Word for word, reproduce every line of the data.
****************************************
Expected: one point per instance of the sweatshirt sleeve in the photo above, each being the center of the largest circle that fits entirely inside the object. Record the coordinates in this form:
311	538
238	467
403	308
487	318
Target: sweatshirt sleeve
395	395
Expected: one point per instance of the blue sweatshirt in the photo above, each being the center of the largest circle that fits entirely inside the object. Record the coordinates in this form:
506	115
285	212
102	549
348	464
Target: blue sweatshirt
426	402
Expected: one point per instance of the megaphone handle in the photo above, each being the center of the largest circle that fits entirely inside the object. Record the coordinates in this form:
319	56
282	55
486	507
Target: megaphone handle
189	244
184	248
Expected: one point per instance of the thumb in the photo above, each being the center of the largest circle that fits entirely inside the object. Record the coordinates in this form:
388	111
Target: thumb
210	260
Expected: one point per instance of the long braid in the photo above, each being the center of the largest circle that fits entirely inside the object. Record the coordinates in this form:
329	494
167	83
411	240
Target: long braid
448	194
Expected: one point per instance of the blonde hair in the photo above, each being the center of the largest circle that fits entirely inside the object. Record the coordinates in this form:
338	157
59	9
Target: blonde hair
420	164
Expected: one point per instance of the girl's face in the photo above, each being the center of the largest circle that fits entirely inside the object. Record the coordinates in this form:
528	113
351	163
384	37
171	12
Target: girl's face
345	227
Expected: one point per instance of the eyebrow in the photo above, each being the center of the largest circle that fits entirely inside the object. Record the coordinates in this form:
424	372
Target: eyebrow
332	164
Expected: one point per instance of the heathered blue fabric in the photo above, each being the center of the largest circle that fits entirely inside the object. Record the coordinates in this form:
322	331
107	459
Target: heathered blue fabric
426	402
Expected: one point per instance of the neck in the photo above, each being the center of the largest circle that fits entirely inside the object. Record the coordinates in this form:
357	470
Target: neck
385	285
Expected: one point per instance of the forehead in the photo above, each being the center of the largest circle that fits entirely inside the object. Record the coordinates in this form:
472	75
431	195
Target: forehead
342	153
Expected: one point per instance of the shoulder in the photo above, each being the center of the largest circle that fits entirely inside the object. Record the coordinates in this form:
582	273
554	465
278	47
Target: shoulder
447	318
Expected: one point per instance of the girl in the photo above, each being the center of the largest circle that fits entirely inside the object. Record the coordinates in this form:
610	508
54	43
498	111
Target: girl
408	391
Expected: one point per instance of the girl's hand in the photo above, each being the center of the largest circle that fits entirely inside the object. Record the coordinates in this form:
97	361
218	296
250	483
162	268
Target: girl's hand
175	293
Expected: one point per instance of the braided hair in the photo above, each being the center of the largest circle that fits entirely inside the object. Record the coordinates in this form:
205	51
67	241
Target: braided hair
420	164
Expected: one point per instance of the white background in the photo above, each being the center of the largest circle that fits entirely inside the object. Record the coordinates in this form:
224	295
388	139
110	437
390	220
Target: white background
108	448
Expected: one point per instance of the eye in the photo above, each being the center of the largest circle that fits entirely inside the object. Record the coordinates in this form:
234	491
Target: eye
****************************************
TASK OUTPUT.
Expected: one point per instance of the sweatshirt sleeve in the photo above, each being the center of the largest circle that fits entirely inside the object. Record the coordinates in this form:
311	538
238	467
403	308
487	318
Target: sweatshirt sleeve
395	395
Expected: one point per instance of the blue sweatshirt in the photo above, each being the center of the largest circle that fits entirely inside the object. Record the coordinates in this form:
506	115
285	212
102	549
348	464
Target: blue sweatshirt
426	402
Expected: one point per instance of the megaphone handle in the photo above, each being the center of the largest circle that fits entirely inside the object. Record the coordinates in this form:
319	56
282	55
486	507
Target: megaphone handle
189	244
184	248
Expected: one point per instance of the thumb in the photo above, each being the center of the largest circle that fits entirely inside the object. Record the coordinates in this form:
388	111
Target: thumb
210	260
Expected: one point per instance of the long braid in the photo above, each being the center of the largest circle that fits entirely inside the object. Record the coordinates in this form:
329	494
167	83
411	240
Target: long braid
448	194
Expected: one point per instance of the blonde hair in the photo above, each being the center of the largest circle that fits entirely inside the object. Record the coordinates in this form:
338	157
59	9
Target: blonde hair
420	164
Expected: one point per instance of the girl's face in the photo above, each being the center of the largest circle that fits entirely inside the object. Record the coordinates in this form:
528	113
351	163
384	37
171	12
Target: girl's face
345	227
Expected: one point per instance of the eyebrow in the photo above, each being the center of the largest circle that fits entirely inside the object. Record the coordinates in this form:
424	372
Target: eyebrow
332	164
Expected: one point per instance of the heathered blue fabric in the photo above, each being the center of the largest circle that fits entirely inside the object. Record the coordinates in this form:
322	331
107	459
Target: heathered blue fabric
426	402
Expected: one point per instance of the neck in the photo above, each being the center of the largest circle that fits entirely inside the object. Record the coordinates in this form:
357	470
Target: neck
385	285
Expected: one point per instance of the forehead in the photo above, each being the center of the largest circle that fits entirely inside the object. Record the coordinates in this form:
472	75
431	195
Target: forehead
342	153
Expected: one point per instance of the shoulder in the photo above, each being the center of the largest circle that fits entirely inside the object. Record the coordinates in this form:
582	273
554	465
278	47
Target: shoulder
447	318
Expected: one point per instance of the girl in the photo above, each being the center of the largest circle that fits entirely inside the object. Record the coordinates in this form:
610	508
54	43
498	111
Target: girl
408	391
Expected: one point per instance of the girl's hand in the photo above, each being the center of the largest circle that fits entirely inside the object. Record the coordinates in this form:
97	361
218	296
250	483
162	268
Target: girl's hand
175	293
Expected: one point per instance of the braided hair in the photo above, each being the center of the largest circle that fits entirely inside the object. Record the coordinates in this form:
205	51
67	241
Target: braided hair
420	164
Expected: one point per instance of the white background in the photo above, each being the center of the largest circle that fits entirely inside the object. Record the coordinates in this form:
224	295
388	139
110	437
390	220
Target: white background
108	448
Expected: one point per instance of the eye in the photo above, each being the center of the largest circle that fits entirely inside the object. Record the coordinates in this form:
234	491
Target: eye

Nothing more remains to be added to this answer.